Problem - Return the data that follows exactly, with each line intact.

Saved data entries
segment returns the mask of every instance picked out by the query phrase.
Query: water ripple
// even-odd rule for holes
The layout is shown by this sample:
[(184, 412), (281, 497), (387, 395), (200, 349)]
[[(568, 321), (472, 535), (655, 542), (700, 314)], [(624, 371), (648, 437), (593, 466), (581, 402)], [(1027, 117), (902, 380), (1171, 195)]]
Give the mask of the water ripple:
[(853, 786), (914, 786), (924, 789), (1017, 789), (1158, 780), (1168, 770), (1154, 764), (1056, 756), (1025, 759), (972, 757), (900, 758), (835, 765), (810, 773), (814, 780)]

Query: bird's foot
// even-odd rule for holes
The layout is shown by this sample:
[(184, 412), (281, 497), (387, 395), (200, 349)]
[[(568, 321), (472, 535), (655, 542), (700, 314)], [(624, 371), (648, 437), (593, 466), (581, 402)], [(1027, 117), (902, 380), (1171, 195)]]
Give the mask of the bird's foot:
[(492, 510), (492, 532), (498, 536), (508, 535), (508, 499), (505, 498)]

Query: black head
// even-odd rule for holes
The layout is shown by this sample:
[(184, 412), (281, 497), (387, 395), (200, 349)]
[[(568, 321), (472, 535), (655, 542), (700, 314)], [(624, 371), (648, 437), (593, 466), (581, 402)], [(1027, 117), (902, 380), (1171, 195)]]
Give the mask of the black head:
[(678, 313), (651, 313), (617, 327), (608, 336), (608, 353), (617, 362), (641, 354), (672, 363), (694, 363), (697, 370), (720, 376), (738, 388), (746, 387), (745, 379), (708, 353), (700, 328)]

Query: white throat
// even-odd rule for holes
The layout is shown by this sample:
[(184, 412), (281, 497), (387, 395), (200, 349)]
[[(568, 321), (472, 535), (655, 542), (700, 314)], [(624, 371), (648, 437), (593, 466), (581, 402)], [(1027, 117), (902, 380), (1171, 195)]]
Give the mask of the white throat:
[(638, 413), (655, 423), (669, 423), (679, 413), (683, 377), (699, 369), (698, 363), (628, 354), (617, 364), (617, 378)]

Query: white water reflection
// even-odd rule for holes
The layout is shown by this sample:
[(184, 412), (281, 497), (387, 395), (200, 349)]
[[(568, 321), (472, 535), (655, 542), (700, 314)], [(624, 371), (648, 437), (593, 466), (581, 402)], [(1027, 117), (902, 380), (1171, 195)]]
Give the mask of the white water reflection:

Exercise solution -
segment returns the mask of every instance picked out by the query phrase.
Query: water ripple
// even-odd rule for holes
The layout is shown by this sample:
[(184, 412), (281, 497), (387, 395), (200, 349)]
[[(568, 321), (472, 535), (655, 542), (700, 314)], [(624, 371), (648, 437), (593, 466), (581, 402)], [(1027, 117), (902, 380), (1171, 195)]]
Give the mask of the water ripple:
[(853, 786), (914, 786), (924, 789), (1017, 789), (1158, 780), (1168, 770), (1154, 764), (1056, 756), (1025, 759), (972, 757), (900, 758), (835, 765), (810, 773), (814, 780)]

Query: bird's foot
// even-odd rule for holes
The layout is shown by this sample:
[(184, 412), (281, 497), (387, 395), (200, 349)]
[[(568, 321), (472, 535), (655, 542), (700, 314)], [(624, 371), (648, 437), (593, 466), (581, 402)], [(1027, 117), (902, 380), (1171, 195)]]
Give the mask of the bird's foot:
[(492, 510), (492, 532), (498, 536), (508, 535), (508, 499), (505, 498)]

Query: black head
// even-odd rule for holes
The layout is shown by this sample:
[(184, 412), (281, 497), (387, 395), (200, 349)]
[[(568, 321), (472, 535), (655, 542), (700, 314)], [(624, 371), (648, 437), (593, 466), (581, 402)], [(1027, 117), (902, 380), (1171, 195)]]
Give the mask of the black head:
[(678, 313), (651, 313), (617, 327), (608, 336), (608, 353), (617, 362), (641, 354), (672, 363), (694, 363), (697, 370), (720, 376), (738, 388), (746, 387), (745, 379), (708, 353), (700, 328)]

Query: white throat
// even-odd rule for holes
The layout is shown by this sample:
[(184, 412), (281, 497), (387, 395), (200, 349)]
[[(568, 321), (472, 535), (655, 542), (700, 314)], [(624, 371), (648, 437), (593, 466), (581, 402)], [(1027, 117), (902, 380), (1171, 195)]]
Give the mask of the white throat:
[(638, 413), (655, 423), (669, 423), (679, 413), (683, 377), (699, 369), (698, 363), (628, 354), (617, 364), (617, 378)]

Query: white water reflection
// even-odd rule for holes
The layout is shown by this sample:
[(184, 412), (281, 497), (387, 395), (200, 349)]
[[(568, 321), (472, 535), (655, 542), (700, 314)], [(624, 371), (648, 437), (593, 466), (581, 402)], [(1027, 117), (902, 380), (1171, 195)]]
Give the mask of the white water reflection:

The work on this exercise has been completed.